** start of Information supplied **

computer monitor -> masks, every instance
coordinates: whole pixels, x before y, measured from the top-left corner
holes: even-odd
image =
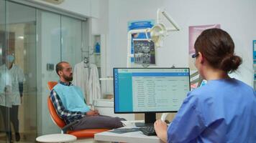
[[[176,112],[190,91],[188,68],[114,68],[114,113]],[[138,125],[138,124],[137,124]]]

** end of Information supplied **

Output the lines above as a Markdown table with the columns Number and Line, one row per line, skipping any blank lines. Leave the pictures out.

§ **Response**
| Number | Line |
|---|---|
| 1 | computer monitor -> masks, every instance |
| 2 | coordinates: whole pixels, x before y, measured from the top-left corner |
| 3 | holes: even-odd |
| 4 | image = |
| 5 | [[[176,112],[190,91],[188,68],[114,68],[114,113]],[[138,125],[138,124],[137,124]]] |